■ REQUEST:
Turn the lines in the listing below, from the line with "Task: point out the rocky" to the line with "point(220, 719)", both included, into a numbered list, omitting any blank lines.

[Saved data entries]

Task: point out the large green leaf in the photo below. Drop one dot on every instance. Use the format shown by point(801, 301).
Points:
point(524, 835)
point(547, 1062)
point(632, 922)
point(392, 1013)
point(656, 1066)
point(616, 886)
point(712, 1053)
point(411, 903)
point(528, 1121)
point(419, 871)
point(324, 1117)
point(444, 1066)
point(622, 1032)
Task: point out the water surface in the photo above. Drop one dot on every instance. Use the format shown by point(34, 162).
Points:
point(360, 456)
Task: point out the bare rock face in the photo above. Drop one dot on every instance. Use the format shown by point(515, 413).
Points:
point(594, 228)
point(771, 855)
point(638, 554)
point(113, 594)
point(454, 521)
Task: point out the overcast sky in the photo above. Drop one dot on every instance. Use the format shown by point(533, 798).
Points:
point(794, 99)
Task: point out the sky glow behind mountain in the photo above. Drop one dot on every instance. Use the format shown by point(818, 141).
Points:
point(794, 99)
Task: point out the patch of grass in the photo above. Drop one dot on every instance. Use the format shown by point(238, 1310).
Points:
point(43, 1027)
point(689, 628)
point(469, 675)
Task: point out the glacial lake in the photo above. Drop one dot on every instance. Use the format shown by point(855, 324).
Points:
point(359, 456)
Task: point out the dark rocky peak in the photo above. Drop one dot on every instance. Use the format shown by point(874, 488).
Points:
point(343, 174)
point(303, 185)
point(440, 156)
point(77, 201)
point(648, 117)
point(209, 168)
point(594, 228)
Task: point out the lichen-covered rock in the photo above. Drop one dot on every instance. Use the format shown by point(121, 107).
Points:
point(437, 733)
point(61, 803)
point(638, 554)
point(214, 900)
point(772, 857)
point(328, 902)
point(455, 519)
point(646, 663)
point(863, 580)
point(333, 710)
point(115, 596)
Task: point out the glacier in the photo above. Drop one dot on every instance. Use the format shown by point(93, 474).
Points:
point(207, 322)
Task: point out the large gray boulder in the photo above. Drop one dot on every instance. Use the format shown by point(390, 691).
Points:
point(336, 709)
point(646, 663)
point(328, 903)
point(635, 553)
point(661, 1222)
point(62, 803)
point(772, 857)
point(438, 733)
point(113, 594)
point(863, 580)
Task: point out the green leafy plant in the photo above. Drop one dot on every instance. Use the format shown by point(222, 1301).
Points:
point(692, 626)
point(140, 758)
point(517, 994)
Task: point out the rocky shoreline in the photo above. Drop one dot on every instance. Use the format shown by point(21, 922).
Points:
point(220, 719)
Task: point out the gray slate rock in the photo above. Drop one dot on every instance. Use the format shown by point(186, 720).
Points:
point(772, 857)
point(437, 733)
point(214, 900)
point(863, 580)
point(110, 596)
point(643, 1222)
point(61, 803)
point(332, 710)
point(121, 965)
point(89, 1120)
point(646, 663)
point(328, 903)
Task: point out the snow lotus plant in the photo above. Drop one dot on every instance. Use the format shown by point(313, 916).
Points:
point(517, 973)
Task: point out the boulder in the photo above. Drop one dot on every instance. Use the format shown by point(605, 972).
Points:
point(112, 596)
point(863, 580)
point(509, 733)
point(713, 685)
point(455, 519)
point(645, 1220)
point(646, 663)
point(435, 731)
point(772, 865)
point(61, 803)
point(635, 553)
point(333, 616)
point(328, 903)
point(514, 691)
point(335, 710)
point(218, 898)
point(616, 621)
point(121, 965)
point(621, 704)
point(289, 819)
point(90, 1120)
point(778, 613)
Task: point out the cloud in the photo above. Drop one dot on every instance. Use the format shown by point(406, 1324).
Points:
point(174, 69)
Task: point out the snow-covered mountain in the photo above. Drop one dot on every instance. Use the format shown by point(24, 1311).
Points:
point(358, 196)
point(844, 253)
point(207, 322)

■ REPLY:
1. Task: point out the rocky shoreline in the photo above. Drop one dot on every instance. Use the format shown by point(21, 922).
2. Points:
3. point(220, 719)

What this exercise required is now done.